====== Source passage ======

All About Dog Anal Glands

Have you ever seen a dog scooting his butt across the floor and wondered what he is doing? Sometimes this can be a sign of intestinal parasites but, more often, it is due to a problem with the anal glands. Keep reading to learn more about common problems dog anal glands and to learn how to safely express them yourself.

Before you can understand common problems with anal sacs in dogs, you need to know what they are and what purpose they serve. As you can guess from the name, anal sacs are small sacs of fluid located between your dog’s internal and external anal sphincter muscles.

Related: The Sad, Scratchy Story Of Oscar’s Itchy Butt

These sacs contain an oily substance with a strong odor that is excreted along with the dog’s stool to leave his scent marker behind. This is why dogs often greet each other by sniffing butts – the anal sacs are what carry most of your dog’s unique scent. Some experts believe that the material in the anal sacs functions more as lubrication for stool, making it easier to pass.

Though they aren’t technically glands, anal sacs are similar in function and they can be affected by similar problems to other glands. Your dog’s anal sacs are prone to infection and they can become impacted or overfilled as well.

Related: Can You Guess A Dog Breed By His Butt?

For most dogs, the material in the anal sacs is semi-liquid but some dogs have a thicker anal sac material that is more prone to impaction. When the sacs become infected or inflamed, they may need to be drained either by hand or via a surgical procedure. Keep reading to learn how to express your dog’s anal glands on your own.

Expressing your dog’s anal glands is by no means a pleasant experience but it is necessary from time to time. Here is how you do it:

  1. Put on a pair of rubber gloves – you don’t want to do this with your bare hands.
  2. Fold up a few paper towels into a pad to absorb the expressed liquid.
  3. Gently lift your dog’s tail and place the pad of paper towels over his anus, covering the entire area.
  4. Through the paper towels, use your thumb and forefinger to gently squeeze together the two sides of your dog’s anus at the 4 o’clock and 8 o’clock positions.
  5. Use the paper towels to absorb all of the liquid then wash your dog’s anus with soap and water then dry it well.
  6. If this procedure does not yield any liquid or if your dog shows signs of pain or discomfort, the glands may be impacted and you should seek veterinary care.

======

__Activities__.
A. List every supply the article on dog anal glands names for expressing the glands at home.
B. Where in a dog are the anal sacs located, according to the article on dog anal glands?
C. Carry on writing the article on dog anal glands, starting after its sixth step.
None of the work requires the rows.

====== Data ======

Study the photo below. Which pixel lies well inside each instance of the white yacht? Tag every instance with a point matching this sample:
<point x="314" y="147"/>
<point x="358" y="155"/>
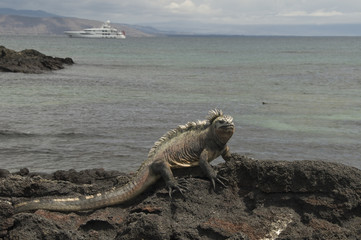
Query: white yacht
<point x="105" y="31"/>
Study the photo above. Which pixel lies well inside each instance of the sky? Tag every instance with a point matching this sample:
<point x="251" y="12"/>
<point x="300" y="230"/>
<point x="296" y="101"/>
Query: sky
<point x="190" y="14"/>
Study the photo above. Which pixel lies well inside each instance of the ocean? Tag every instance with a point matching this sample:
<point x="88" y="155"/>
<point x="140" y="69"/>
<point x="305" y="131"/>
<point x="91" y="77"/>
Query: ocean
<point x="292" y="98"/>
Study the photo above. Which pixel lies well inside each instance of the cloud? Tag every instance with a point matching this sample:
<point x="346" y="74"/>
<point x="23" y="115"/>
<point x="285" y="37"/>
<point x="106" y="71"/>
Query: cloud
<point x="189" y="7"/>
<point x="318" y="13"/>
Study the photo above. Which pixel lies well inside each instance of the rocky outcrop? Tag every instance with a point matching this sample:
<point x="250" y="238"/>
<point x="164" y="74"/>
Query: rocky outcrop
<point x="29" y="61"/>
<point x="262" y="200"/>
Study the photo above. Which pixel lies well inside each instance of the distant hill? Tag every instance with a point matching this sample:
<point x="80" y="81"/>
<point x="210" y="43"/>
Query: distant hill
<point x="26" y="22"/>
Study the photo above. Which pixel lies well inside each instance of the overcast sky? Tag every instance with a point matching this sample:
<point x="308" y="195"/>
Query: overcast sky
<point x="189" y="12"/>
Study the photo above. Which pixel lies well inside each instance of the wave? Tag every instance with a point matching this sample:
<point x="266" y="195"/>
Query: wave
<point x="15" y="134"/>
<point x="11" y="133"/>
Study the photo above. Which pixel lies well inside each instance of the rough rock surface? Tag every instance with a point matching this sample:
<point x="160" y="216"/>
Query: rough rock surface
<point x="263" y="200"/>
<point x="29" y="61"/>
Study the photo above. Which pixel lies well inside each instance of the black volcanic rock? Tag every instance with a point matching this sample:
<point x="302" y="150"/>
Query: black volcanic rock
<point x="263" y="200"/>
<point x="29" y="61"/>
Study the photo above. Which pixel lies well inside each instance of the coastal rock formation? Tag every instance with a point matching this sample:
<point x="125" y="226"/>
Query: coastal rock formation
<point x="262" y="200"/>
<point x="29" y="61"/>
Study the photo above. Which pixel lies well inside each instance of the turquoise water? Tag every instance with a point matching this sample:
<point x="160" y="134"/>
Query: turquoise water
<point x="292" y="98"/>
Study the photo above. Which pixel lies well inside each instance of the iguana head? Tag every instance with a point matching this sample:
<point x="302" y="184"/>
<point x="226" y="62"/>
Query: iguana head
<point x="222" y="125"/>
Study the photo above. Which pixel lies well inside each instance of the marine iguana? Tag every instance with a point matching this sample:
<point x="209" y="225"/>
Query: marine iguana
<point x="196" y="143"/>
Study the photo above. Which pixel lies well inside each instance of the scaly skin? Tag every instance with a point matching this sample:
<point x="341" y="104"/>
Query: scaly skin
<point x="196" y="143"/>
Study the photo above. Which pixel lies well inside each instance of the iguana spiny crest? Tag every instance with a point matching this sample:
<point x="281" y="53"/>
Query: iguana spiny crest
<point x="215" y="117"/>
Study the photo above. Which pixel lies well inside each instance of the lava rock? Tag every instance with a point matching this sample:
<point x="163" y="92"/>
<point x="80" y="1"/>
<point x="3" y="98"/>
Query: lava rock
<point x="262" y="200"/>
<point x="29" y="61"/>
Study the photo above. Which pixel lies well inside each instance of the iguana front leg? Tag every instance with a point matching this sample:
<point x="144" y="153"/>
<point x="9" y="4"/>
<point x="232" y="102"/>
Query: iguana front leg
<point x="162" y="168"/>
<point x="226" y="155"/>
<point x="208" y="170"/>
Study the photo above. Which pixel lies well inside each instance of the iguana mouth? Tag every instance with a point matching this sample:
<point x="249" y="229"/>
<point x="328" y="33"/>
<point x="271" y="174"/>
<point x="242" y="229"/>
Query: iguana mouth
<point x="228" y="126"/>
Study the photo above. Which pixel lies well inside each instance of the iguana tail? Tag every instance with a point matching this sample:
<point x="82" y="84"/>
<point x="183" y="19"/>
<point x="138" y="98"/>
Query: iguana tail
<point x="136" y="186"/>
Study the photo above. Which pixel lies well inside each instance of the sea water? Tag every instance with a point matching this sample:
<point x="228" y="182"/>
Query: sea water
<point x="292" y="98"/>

======
====== Data ======

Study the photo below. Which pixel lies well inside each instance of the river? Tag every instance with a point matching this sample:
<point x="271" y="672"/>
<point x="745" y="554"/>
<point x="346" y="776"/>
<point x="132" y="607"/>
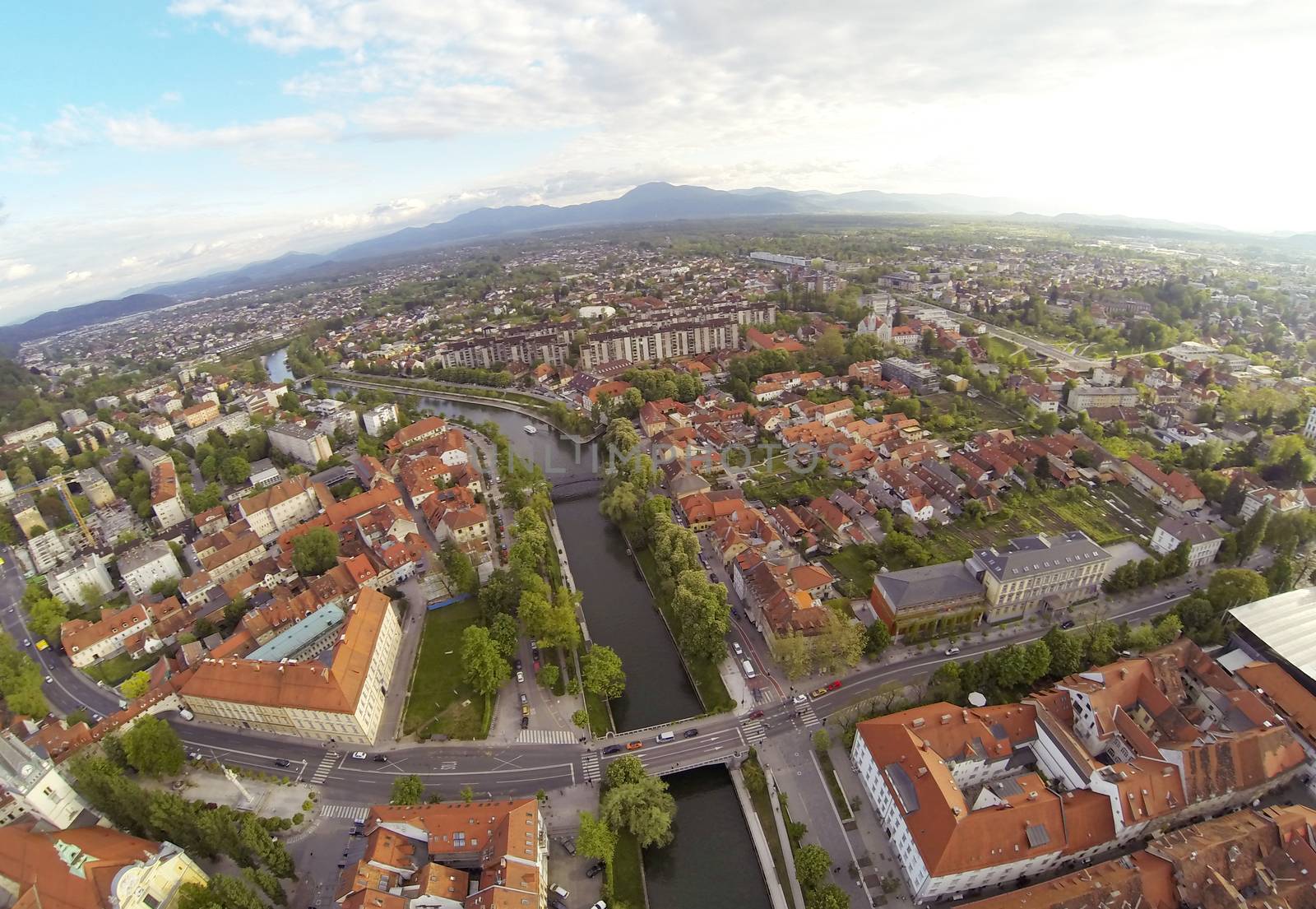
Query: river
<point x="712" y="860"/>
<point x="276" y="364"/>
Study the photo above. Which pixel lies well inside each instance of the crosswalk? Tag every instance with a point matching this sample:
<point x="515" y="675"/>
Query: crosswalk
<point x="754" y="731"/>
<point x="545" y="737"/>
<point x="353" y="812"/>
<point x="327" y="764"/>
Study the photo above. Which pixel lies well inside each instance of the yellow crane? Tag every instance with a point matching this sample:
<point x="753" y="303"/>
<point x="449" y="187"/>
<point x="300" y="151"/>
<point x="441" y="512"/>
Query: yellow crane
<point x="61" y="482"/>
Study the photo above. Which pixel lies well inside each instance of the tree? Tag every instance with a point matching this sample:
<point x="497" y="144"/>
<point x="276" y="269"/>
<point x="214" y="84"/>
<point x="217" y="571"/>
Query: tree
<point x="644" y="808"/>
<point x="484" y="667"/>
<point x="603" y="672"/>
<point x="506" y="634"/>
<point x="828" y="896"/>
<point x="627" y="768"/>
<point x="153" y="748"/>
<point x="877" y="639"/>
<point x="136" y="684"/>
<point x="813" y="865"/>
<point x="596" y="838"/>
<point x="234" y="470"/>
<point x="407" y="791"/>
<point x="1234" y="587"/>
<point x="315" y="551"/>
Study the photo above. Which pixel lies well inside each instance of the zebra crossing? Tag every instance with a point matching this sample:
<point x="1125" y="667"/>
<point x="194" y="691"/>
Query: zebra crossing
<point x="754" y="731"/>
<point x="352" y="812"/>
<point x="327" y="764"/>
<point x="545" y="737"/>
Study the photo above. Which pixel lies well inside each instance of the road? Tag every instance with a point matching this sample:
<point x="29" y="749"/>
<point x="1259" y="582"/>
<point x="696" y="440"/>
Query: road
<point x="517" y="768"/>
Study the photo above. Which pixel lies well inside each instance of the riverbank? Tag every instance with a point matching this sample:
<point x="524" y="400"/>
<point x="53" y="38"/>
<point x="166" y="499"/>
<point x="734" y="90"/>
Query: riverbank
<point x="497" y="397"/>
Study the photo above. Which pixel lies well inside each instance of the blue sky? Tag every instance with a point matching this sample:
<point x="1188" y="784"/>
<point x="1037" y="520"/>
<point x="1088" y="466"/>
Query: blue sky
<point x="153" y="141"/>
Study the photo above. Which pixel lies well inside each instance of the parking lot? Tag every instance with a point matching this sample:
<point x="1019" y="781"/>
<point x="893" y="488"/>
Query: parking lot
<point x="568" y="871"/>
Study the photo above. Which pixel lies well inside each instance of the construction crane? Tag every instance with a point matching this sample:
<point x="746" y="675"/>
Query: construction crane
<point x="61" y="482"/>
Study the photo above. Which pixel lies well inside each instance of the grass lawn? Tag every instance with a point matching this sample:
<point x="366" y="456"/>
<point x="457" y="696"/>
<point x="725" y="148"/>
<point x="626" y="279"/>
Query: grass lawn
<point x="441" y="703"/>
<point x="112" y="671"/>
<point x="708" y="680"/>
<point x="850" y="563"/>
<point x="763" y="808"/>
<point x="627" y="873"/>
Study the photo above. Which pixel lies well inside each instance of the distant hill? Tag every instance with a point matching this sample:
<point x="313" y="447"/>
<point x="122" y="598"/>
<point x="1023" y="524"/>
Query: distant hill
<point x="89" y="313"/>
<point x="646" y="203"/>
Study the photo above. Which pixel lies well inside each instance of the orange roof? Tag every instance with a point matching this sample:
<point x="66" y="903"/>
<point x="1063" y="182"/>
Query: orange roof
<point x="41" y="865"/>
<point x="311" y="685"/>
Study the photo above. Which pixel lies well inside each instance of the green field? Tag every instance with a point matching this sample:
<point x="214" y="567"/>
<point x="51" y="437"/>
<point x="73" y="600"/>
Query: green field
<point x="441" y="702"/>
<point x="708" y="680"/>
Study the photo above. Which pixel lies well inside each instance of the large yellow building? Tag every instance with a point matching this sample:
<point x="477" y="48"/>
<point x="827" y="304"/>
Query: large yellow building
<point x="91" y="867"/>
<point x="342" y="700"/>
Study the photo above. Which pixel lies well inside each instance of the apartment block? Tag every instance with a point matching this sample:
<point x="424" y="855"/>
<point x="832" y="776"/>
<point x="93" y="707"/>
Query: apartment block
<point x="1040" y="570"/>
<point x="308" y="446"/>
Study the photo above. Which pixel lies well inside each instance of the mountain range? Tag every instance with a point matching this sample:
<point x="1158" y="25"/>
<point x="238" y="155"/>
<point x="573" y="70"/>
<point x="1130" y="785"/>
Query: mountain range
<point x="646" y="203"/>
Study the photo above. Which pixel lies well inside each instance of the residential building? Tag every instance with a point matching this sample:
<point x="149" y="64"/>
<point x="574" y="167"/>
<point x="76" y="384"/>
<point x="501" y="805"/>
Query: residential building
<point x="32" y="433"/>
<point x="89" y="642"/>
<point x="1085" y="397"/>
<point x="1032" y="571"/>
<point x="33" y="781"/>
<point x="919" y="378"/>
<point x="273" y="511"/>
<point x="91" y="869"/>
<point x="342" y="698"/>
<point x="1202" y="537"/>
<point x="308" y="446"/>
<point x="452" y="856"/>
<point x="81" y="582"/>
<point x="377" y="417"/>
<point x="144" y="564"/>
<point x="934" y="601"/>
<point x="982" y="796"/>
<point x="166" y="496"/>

======

__Answer list__.
A. rubber gloves, paper towels, soap, water

B. Between the dog's internal and external anal sphincter muscles.

C.
It’s always better to prevent issues before they even happen instead of having to resort to treating them. If you want to avoid having to express your dog’s anal glands on a regular basis, you will have to introduce some lifestyle and diet changes that could help ensure their anal sacks don’t get overfilled and infected anymore.

  • Diet Changes

Having a well-balanced, healthy diet is the foundation for your pet’s overall health. If they lack nutrients in their meals or don’t eat foods that are designed for their digestive system, trouble abounds- from poor GI health to weakened immune system, a bad diet can wreak havoc on your pet’s body, and that includes their anal glands as well. If your pet’s stool is too loose, it could be a sign that his diet is not up to standards or that he has certain food sensitivities that are causing chronic diarrhea or soft stools. Try switching to hypoallergenic dry dog food to see if it makes a difference or take your pet to a vet for allergy testing.

  • Fiber Increase

The way most dogs eat these days, it’s difficult to pinpoint what’s lacking in their diets. If your pet is eating mostly or completely dry food, chances are that he’s nor getting enough fiber through his meals. Fiber helps to add bulk to his stool so that it naturally expresses the anal glands with each passing. Introducing more fiber to their diet can make a real difference- in case their diet doesn’t require significant changes, you can introduce fiber by adding foods such as pumpkin, sweet potatoes, or oats to their meals.  

  • Probiotics

You’d be surprised how much gut flora can have an impact on your pet’s overall wellbeing, let alone their digestive health- and in turn, anal glands. If the beneficial bacteria are not thriving in your pet’s gut and bad bacteria is overgrowing as a result, your pet will experience a range of different issues that can make it more likely for anal glands to get impacted, such as constipation or diarrhea. A good probiotic for dogs can sort all that in no time, and help your pet’s digestion be up to standards again and with it, its poop. When dogs are on probiotics, the texture of their stool should be optimal for the healthy functioning of anal glands which means firm enough to ensure your pet expresses the sacks the natural way- when he’s pooping. 

  • Weight Loss

Your pet doesn’t have to be obese for the excess weight to mess up the functioning of his anal sacs- even a few pounds of extra fluff could be to blame. One of the first steps to take when looking to improve your pet’s health and ensure proper function of anal glands is making sure he loses weight. Regular exercise and modifications in the diet have great results with obese and overweight dogs, and with a little patience and persistence, you will have no trouble helping your pooch be in the best form of his life.